• **Task to complete**: With both ends included, repeat exactly the lines of the entries below from the one containing "[indicate] one point per instance, sample <point>83,289</point>." down to the one containing "Target: knuckle", and no others.

• **Data extract**:
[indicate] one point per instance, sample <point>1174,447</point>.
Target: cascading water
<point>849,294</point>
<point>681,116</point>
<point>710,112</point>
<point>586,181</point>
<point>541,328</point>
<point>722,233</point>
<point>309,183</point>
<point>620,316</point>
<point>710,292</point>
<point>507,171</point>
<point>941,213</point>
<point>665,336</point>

---

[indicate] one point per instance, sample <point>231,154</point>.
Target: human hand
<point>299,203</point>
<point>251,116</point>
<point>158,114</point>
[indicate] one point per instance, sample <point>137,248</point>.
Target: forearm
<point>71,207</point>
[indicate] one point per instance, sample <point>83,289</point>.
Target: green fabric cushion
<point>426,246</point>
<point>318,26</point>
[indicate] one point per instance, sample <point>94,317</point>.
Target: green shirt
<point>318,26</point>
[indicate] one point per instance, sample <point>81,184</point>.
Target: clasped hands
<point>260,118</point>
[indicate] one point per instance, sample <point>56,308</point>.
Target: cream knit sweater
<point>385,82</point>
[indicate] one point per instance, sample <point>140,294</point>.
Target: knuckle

• **Completed exercise**:
[indicate] one point per instance, sample <point>83,289</point>.
Target: green fabric cushion
<point>426,246</point>
<point>318,26</point>
[indicate] one point per instance, sample <point>94,317</point>.
Target: green shirt
<point>318,26</point>
[indicate] one point per instance, sample <point>81,184</point>.
Target: clasped hands
<point>260,118</point>
[indicate] one point per instance, sample <point>56,308</point>.
Target: cream knit sweater
<point>385,82</point>
[indicate] one point per instance, sample <point>140,294</point>.
Target: knuckle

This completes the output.